[Supplied information Boundary: Start]

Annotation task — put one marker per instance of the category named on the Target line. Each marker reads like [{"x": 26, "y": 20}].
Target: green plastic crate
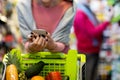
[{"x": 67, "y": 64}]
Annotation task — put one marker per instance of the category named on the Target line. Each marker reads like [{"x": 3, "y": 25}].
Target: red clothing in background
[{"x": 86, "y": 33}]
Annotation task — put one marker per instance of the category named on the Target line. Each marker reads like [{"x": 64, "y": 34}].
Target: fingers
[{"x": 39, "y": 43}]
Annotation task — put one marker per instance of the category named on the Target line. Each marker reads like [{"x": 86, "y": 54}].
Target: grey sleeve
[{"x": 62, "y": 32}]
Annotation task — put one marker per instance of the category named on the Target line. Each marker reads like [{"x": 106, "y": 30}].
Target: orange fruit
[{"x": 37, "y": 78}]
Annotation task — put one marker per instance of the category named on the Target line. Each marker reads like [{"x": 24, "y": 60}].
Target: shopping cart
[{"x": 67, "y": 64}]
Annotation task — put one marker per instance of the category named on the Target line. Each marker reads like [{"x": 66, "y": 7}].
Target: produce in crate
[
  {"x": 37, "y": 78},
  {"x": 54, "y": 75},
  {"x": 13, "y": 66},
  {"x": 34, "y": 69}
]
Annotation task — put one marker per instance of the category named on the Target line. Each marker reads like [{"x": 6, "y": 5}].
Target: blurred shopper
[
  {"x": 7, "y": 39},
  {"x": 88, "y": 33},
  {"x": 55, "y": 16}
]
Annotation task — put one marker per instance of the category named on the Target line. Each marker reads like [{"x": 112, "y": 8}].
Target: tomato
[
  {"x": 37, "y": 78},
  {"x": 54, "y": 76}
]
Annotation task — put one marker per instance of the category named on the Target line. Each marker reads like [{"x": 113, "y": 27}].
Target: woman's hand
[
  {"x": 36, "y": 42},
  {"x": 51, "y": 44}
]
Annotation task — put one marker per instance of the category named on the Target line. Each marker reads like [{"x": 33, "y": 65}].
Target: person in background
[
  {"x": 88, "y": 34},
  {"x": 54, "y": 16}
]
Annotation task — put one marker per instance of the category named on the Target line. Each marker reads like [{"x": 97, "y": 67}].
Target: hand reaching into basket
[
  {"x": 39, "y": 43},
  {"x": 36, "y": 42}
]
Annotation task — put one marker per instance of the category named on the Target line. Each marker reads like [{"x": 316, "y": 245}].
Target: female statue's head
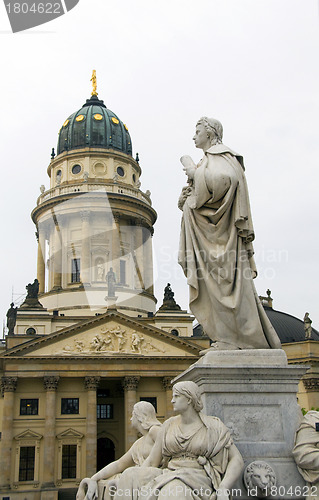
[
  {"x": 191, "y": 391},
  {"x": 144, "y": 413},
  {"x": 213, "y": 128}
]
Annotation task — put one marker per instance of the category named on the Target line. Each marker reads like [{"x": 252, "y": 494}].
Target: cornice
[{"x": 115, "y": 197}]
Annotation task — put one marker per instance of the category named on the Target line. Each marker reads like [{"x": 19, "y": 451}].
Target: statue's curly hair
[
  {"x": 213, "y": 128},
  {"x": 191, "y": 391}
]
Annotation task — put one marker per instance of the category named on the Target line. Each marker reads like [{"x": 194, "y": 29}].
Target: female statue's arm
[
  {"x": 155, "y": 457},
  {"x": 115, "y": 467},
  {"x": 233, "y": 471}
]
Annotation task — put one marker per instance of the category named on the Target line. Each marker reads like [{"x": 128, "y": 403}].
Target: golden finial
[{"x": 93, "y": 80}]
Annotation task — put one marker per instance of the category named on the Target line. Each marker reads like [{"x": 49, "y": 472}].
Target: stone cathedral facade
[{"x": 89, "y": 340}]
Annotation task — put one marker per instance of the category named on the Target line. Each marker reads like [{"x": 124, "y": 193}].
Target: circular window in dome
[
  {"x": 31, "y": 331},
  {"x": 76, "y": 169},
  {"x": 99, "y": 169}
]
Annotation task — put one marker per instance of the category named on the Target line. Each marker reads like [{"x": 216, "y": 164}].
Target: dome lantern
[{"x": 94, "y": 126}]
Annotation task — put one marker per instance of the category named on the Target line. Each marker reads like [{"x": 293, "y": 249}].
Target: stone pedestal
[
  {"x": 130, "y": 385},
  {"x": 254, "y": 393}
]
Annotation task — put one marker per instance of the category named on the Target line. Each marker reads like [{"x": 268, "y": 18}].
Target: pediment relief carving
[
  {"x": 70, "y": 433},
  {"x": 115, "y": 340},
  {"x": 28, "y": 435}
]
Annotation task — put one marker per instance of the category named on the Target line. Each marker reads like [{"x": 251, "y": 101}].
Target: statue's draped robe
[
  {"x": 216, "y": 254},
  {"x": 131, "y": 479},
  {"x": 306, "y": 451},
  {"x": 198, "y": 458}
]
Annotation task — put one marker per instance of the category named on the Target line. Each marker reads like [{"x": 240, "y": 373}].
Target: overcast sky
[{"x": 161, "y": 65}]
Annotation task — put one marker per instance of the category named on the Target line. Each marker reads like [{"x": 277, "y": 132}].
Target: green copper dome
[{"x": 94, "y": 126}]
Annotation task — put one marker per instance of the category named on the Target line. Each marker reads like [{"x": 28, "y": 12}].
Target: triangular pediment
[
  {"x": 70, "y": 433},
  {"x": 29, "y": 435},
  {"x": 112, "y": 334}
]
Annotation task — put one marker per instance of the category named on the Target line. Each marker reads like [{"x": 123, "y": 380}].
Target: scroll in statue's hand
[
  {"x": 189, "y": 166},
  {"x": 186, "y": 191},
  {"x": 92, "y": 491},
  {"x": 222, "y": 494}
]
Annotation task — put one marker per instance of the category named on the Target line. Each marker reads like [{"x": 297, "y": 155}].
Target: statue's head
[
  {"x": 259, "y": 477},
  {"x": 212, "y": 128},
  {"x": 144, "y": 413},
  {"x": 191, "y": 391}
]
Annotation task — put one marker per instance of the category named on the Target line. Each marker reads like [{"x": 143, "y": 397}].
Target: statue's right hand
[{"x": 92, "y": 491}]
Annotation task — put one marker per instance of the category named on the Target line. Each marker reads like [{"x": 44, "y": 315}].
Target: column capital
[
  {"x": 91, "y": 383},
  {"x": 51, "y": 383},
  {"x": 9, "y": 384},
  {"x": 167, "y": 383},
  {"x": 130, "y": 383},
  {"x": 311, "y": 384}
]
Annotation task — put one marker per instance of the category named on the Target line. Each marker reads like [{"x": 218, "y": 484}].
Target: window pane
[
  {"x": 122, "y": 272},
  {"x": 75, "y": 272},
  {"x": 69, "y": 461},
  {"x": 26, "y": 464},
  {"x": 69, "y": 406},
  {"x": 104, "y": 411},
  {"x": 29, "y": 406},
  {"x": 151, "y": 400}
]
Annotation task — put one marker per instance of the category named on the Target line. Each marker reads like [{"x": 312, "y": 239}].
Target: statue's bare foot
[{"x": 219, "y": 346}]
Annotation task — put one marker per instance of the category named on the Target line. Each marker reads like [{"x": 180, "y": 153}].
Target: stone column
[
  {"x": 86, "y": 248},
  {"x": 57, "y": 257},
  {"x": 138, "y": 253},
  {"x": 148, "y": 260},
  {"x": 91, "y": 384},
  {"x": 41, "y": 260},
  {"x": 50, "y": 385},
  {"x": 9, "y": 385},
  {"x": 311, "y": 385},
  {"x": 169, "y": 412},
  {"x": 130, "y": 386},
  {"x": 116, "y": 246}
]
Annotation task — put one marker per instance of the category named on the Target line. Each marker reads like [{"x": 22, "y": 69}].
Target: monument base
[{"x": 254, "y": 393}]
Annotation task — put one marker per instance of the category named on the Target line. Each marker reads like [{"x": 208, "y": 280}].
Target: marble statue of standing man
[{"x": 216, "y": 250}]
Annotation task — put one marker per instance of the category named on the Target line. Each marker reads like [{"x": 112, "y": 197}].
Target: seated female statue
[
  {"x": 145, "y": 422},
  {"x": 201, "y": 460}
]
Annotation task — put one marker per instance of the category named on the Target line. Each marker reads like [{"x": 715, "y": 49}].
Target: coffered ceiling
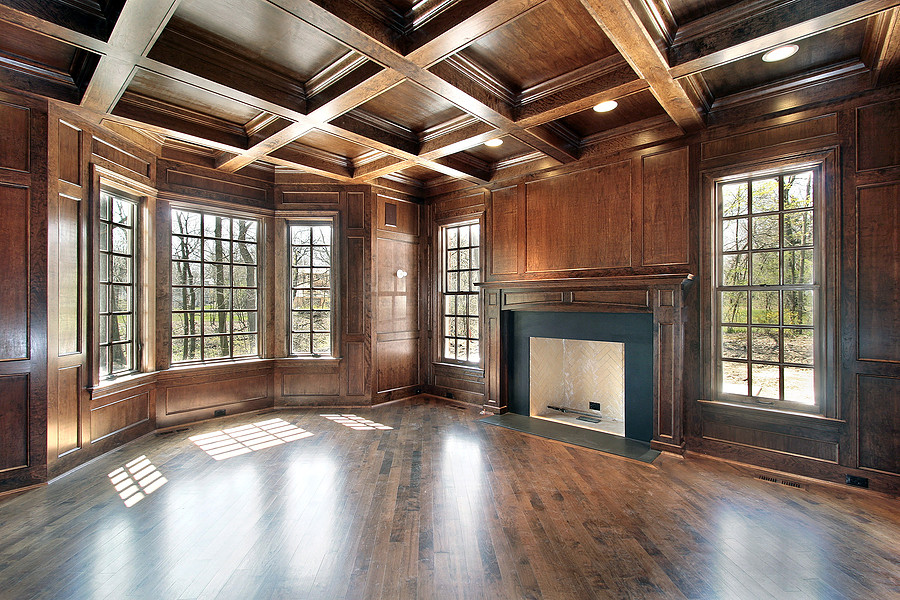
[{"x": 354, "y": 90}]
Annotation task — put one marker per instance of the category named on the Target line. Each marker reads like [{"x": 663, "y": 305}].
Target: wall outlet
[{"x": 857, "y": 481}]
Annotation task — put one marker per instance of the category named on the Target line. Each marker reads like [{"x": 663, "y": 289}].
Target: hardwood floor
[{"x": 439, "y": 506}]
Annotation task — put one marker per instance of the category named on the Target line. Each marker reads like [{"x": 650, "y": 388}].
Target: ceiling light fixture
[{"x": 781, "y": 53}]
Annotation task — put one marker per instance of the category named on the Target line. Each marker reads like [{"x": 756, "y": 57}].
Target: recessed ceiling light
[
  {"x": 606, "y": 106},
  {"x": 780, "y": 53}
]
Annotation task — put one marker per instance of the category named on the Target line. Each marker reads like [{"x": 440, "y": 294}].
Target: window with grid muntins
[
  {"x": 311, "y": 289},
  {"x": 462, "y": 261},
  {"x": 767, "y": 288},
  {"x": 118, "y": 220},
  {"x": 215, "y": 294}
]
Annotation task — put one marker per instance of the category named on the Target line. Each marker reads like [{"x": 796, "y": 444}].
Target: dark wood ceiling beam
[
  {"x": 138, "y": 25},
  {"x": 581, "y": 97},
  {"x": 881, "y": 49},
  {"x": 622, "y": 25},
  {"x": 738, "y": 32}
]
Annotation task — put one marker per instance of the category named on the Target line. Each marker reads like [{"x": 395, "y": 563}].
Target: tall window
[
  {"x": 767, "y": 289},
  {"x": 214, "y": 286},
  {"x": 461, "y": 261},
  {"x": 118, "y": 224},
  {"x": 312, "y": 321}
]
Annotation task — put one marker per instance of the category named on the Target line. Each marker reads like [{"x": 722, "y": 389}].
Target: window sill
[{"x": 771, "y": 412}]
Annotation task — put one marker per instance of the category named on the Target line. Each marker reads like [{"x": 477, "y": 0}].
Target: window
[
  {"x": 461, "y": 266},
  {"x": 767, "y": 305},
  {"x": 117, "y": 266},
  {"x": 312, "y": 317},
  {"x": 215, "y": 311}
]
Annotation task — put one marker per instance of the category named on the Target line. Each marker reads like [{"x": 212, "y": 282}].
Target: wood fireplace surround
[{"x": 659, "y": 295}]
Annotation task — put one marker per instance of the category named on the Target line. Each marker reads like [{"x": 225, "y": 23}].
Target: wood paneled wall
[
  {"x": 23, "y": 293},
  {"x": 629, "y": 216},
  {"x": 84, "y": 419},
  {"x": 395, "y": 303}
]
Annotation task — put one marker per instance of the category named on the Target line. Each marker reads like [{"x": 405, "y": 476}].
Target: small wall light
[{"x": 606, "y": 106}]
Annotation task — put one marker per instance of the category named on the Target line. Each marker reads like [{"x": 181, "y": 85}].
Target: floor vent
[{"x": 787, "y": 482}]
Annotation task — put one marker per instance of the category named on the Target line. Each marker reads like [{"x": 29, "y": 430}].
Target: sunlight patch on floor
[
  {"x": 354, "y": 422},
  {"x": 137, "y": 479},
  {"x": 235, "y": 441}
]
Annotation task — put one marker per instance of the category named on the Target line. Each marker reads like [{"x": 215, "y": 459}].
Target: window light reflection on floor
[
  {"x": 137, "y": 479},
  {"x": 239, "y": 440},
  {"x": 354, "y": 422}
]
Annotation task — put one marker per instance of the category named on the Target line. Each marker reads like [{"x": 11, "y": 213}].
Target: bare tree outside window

[Supplied information Boundary: End]

[Task prompt]
Nothing but the lines from the one with "Target: window light reflection on floor" through the last line of the entries should be repeated, and those exactly.

[Answer to this exercise]
Target: window light reflection on floor
[
  {"x": 137, "y": 479},
  {"x": 239, "y": 440},
  {"x": 354, "y": 422}
]
Annotation task — put one marker per instance of the category named on the Target line. Each marker reads like [{"x": 11, "y": 213}].
Target: bare tree outside window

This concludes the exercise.